Transcribe the entries below without changing a word, and omit every picture.
- Opening Delimiter -
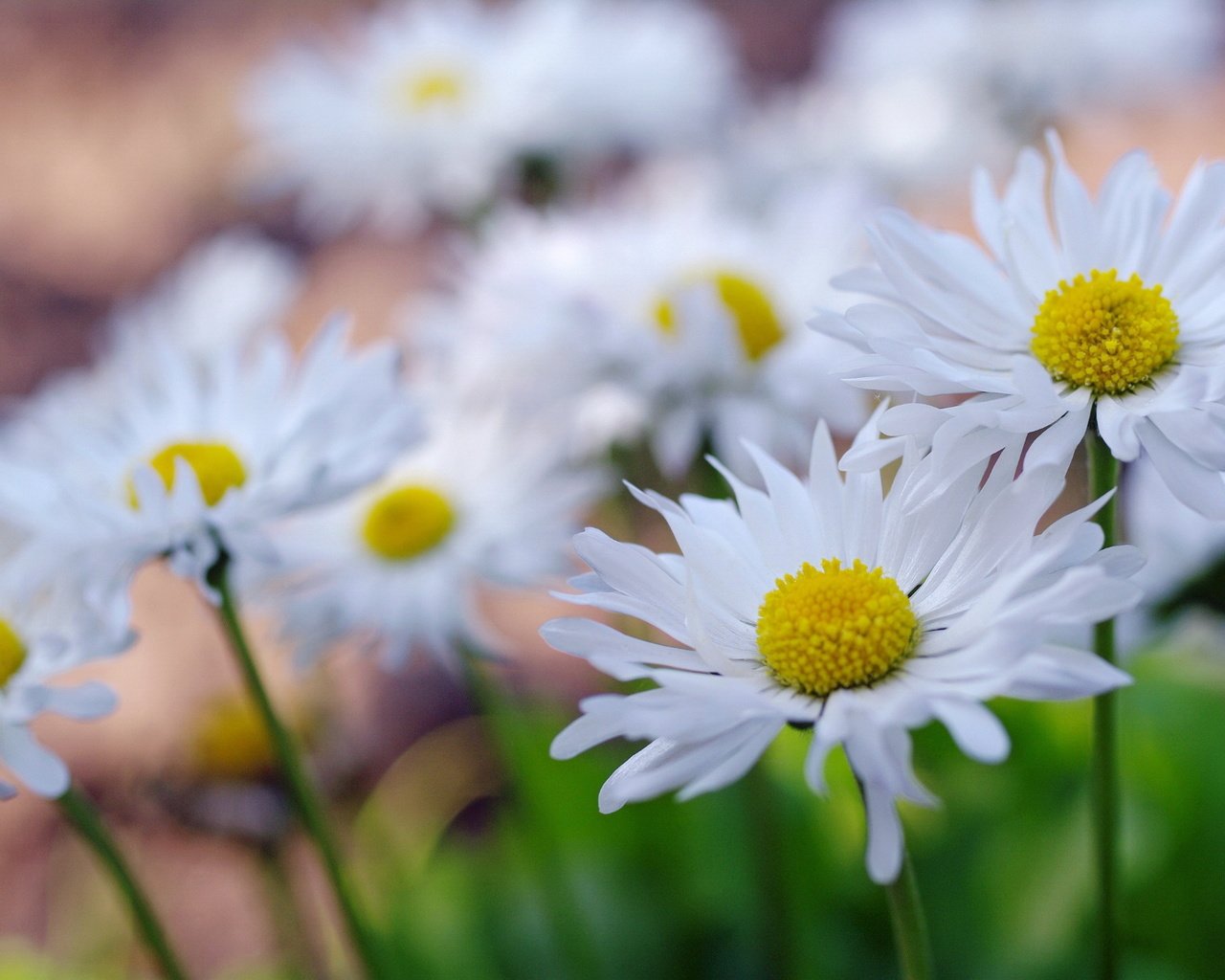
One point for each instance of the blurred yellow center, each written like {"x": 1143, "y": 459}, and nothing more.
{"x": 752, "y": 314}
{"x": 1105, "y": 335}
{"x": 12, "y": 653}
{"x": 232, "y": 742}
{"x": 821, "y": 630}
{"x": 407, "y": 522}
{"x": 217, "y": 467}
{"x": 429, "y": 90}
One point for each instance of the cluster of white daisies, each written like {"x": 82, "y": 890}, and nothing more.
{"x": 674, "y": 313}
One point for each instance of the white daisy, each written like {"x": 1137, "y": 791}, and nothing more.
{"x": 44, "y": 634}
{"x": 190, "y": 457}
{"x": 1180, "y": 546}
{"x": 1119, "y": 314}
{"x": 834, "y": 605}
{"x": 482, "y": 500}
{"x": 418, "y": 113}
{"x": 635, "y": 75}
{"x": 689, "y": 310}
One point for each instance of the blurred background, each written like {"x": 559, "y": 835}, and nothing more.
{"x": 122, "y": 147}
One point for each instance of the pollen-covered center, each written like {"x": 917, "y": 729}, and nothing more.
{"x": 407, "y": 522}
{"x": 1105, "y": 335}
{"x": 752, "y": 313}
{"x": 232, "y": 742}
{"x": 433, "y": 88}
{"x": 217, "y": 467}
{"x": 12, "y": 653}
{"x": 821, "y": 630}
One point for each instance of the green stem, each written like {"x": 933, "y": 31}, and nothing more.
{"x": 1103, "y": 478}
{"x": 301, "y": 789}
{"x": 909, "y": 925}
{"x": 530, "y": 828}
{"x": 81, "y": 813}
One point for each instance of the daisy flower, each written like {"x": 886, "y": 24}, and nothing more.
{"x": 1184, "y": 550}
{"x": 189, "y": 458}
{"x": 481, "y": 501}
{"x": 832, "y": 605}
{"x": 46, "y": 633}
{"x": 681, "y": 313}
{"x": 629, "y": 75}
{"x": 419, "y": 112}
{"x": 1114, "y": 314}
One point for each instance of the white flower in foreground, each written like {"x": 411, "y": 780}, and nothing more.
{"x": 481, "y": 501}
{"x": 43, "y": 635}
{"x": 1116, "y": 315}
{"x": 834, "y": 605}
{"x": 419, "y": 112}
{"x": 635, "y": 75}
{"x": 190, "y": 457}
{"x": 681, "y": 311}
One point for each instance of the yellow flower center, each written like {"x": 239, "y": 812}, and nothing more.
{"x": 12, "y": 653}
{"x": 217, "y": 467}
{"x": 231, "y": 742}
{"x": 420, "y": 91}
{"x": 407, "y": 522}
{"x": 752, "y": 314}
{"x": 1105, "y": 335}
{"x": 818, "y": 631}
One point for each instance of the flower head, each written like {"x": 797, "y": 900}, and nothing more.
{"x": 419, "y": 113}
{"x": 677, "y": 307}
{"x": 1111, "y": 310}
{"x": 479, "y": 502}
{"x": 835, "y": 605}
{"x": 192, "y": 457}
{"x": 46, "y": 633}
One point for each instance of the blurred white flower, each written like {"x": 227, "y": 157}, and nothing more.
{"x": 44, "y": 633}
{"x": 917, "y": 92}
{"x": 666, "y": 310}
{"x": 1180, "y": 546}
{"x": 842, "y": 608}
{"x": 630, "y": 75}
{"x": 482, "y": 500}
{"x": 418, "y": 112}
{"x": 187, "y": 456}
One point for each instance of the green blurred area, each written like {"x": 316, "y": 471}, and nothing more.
- Closing Delimiter -
| Response |
One point for each instance of the blurred yellow center, each written like {"x": 1143, "y": 459}, and nothing more.
{"x": 752, "y": 314}
{"x": 1105, "y": 335}
{"x": 12, "y": 653}
{"x": 232, "y": 742}
{"x": 821, "y": 630}
{"x": 407, "y": 522}
{"x": 217, "y": 467}
{"x": 429, "y": 90}
One point for each instance of the cluster of white daisies, each written like {"x": 82, "y": 890}, and nothing more.
{"x": 674, "y": 313}
One point for each instance of the white daisy, each written like {"x": 1137, "y": 791}, and nothing more.
{"x": 44, "y": 634}
{"x": 190, "y": 457}
{"x": 1180, "y": 546}
{"x": 1119, "y": 314}
{"x": 834, "y": 605}
{"x": 482, "y": 500}
{"x": 418, "y": 113}
{"x": 635, "y": 75}
{"x": 689, "y": 310}
One point for each instance of the blurred background, each written like {"x": 559, "y": 835}, and nothing more.
{"x": 122, "y": 147}
One point for each instance of the pollen-covered center, each written like {"x": 917, "y": 729}, and nothing more.
{"x": 407, "y": 522}
{"x": 1105, "y": 335}
{"x": 752, "y": 313}
{"x": 232, "y": 742}
{"x": 433, "y": 88}
{"x": 217, "y": 467}
{"x": 12, "y": 653}
{"x": 821, "y": 630}
One point for each instance of the green stem, each written like {"x": 933, "y": 31}, and nothing more.
{"x": 1103, "y": 478}
{"x": 301, "y": 789}
{"x": 909, "y": 925}
{"x": 530, "y": 828}
{"x": 81, "y": 813}
One point for each instance of the daisy flower, each written like {"x": 886, "y": 24}, and nothing more.
{"x": 1184, "y": 550}
{"x": 189, "y": 458}
{"x": 481, "y": 501}
{"x": 832, "y": 605}
{"x": 46, "y": 633}
{"x": 681, "y": 313}
{"x": 629, "y": 75}
{"x": 419, "y": 112}
{"x": 1114, "y": 314}
One point for each instance of the white flower in foreground, each written like {"x": 411, "y": 780}, and nothing more.
{"x": 481, "y": 501}
{"x": 43, "y": 635}
{"x": 1116, "y": 315}
{"x": 834, "y": 605}
{"x": 419, "y": 112}
{"x": 635, "y": 75}
{"x": 190, "y": 457}
{"x": 681, "y": 311}
One point for each instance of the yellow flower center, each written like {"x": 239, "y": 812}, and nothing more.
{"x": 12, "y": 653}
{"x": 217, "y": 467}
{"x": 231, "y": 742}
{"x": 420, "y": 91}
{"x": 407, "y": 522}
{"x": 752, "y": 314}
{"x": 1105, "y": 335}
{"x": 818, "y": 631}
One point for each instance of the flower head, each written like {"x": 797, "y": 900}, and nothing more.
{"x": 419, "y": 113}
{"x": 677, "y": 307}
{"x": 1111, "y": 310}
{"x": 479, "y": 502}
{"x": 835, "y": 605}
{"x": 192, "y": 457}
{"x": 46, "y": 633}
One point for each instance of the blurred white flower, each written like {"x": 227, "y": 157}, and nothing more.
{"x": 44, "y": 633}
{"x": 917, "y": 92}
{"x": 666, "y": 310}
{"x": 1180, "y": 546}
{"x": 842, "y": 608}
{"x": 630, "y": 75}
{"x": 482, "y": 500}
{"x": 418, "y": 112}
{"x": 187, "y": 456}
One point for each instance of the green blurred area, each written like {"x": 316, "y": 471}, and nothing more.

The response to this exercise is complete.